- [INPUT RECORDS]
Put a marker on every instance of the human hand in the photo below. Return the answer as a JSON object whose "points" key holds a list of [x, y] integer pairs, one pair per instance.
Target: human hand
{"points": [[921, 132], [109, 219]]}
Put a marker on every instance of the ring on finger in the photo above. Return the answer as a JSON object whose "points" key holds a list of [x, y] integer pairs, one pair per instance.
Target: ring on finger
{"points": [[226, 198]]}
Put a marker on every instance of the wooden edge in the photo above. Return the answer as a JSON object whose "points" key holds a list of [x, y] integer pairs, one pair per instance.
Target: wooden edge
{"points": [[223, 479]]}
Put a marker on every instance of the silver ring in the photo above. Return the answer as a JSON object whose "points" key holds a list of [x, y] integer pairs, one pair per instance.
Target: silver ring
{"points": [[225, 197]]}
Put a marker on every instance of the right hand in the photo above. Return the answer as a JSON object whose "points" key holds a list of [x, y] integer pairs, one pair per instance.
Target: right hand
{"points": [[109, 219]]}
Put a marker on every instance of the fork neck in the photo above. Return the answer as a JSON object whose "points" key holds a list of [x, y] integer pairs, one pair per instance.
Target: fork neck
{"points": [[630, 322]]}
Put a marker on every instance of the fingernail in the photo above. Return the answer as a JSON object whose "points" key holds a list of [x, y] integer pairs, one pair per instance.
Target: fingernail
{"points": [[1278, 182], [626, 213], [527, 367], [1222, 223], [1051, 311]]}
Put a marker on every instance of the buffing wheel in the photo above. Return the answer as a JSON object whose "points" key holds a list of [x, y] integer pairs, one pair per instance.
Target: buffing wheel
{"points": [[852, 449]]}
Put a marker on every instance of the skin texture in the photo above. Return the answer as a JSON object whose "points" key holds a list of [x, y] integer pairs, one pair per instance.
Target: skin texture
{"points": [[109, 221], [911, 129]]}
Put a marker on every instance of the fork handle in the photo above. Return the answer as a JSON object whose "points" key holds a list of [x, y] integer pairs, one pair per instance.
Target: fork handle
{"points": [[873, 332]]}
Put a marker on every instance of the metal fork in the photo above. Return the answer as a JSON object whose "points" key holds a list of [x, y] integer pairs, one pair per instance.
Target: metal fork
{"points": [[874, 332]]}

- [PROBLEM] With the line containing "Put a marker on every instance of the fork handle" as the first and the last line above as the final one, copy those lines exactly and no others.

- [TASK OUTPUT]
Put a marker on every instance of the fork handle in the photo above. Return the answer as a JSON object whose "points" key holds a list of [x, y] integer pairs, one pair per instance.
Target: fork handle
{"points": [[873, 332]]}
Put a marker on every instance of the metal fork in the photo above. Return the answer as a JSON object whose "points" key holds a list of [x, y] integer pairs, one pair per instance.
Target: metal fork
{"points": [[874, 332]]}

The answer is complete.